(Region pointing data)
*** Begin section ***
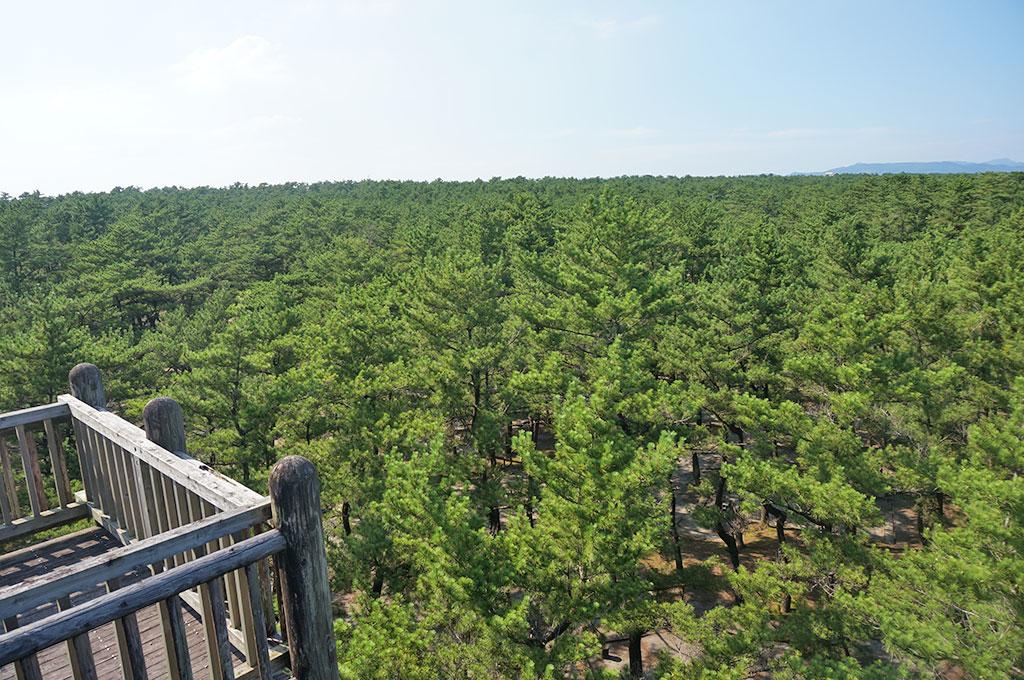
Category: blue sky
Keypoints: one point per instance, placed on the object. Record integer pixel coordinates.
(94, 95)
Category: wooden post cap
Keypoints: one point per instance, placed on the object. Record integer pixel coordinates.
(305, 591)
(165, 424)
(87, 385)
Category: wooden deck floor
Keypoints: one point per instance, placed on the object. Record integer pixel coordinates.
(54, 662)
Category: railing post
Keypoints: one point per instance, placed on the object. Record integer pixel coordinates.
(306, 595)
(165, 424)
(87, 385)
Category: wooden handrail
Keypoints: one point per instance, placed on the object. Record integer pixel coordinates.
(31, 638)
(73, 578)
(34, 415)
(200, 538)
(222, 492)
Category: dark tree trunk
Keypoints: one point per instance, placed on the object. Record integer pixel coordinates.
(730, 543)
(495, 518)
(675, 527)
(636, 654)
(771, 510)
(346, 512)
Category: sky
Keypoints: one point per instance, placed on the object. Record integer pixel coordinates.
(100, 94)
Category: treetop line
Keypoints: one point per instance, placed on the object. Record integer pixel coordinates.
(682, 427)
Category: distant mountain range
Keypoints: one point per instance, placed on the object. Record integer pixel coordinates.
(936, 167)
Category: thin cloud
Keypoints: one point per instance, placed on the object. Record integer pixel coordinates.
(637, 132)
(817, 133)
(604, 29)
(249, 58)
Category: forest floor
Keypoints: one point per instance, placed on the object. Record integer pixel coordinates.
(708, 584)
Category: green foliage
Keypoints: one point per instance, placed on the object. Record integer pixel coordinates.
(504, 383)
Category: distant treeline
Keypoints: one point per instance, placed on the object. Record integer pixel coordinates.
(510, 386)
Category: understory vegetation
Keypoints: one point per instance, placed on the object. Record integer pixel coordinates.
(681, 427)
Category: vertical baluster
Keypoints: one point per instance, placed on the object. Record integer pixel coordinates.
(53, 443)
(8, 495)
(173, 516)
(87, 385)
(132, 491)
(117, 487)
(214, 612)
(79, 650)
(179, 638)
(33, 475)
(86, 463)
(254, 585)
(102, 472)
(28, 668)
(129, 642)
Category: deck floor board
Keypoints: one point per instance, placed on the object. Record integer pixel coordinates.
(54, 662)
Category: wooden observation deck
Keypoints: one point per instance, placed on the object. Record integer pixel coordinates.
(173, 570)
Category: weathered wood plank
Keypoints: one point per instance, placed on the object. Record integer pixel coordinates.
(212, 486)
(72, 578)
(7, 470)
(46, 519)
(33, 475)
(179, 639)
(259, 656)
(213, 610)
(59, 627)
(79, 649)
(27, 667)
(33, 415)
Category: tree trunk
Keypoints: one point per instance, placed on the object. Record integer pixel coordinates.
(636, 654)
(675, 527)
(730, 543)
(495, 518)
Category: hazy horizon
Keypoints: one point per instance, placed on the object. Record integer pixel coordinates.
(309, 90)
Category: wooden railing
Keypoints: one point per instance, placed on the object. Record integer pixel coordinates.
(200, 539)
(30, 511)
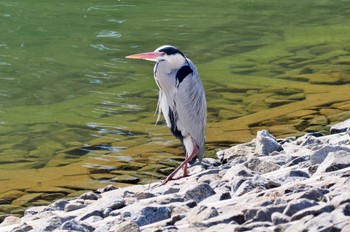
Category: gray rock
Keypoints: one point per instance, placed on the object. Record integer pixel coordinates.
(254, 226)
(216, 197)
(171, 190)
(320, 155)
(94, 213)
(335, 161)
(23, 228)
(127, 226)
(232, 217)
(238, 170)
(240, 151)
(314, 210)
(73, 225)
(298, 173)
(340, 199)
(297, 160)
(340, 127)
(199, 192)
(144, 195)
(249, 185)
(236, 183)
(280, 159)
(261, 166)
(263, 214)
(201, 213)
(316, 194)
(266, 143)
(151, 214)
(279, 218)
(298, 205)
(52, 224)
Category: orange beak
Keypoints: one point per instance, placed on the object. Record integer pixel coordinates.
(151, 56)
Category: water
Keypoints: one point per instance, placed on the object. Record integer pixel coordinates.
(68, 95)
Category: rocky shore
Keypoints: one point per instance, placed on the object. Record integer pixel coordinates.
(293, 184)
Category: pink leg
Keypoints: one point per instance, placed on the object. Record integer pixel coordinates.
(183, 164)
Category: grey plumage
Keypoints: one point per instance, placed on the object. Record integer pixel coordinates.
(181, 99)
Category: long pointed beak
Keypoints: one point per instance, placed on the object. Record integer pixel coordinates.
(152, 56)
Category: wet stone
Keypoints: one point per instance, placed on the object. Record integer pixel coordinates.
(90, 196)
(266, 143)
(297, 206)
(199, 192)
(335, 161)
(73, 225)
(316, 194)
(261, 166)
(279, 218)
(151, 214)
(320, 155)
(315, 211)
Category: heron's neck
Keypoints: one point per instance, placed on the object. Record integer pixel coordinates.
(174, 62)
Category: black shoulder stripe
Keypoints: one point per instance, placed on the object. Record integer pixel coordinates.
(182, 73)
(173, 128)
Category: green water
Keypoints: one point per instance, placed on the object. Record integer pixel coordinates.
(64, 81)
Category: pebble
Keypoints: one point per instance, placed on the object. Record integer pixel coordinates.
(295, 184)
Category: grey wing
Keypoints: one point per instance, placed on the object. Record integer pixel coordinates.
(191, 108)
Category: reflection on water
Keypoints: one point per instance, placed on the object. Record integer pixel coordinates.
(68, 96)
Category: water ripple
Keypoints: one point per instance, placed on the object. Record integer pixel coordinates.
(108, 34)
(102, 47)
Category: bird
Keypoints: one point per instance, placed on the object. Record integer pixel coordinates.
(181, 100)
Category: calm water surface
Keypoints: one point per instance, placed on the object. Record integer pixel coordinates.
*** End section ***
● YOUR ASSIGNMENT
Note each line above that contains "distant" and copy it out.

● SOLUTION TO THIS PROBLEM
Category: distant mountain range
Category: distant treeline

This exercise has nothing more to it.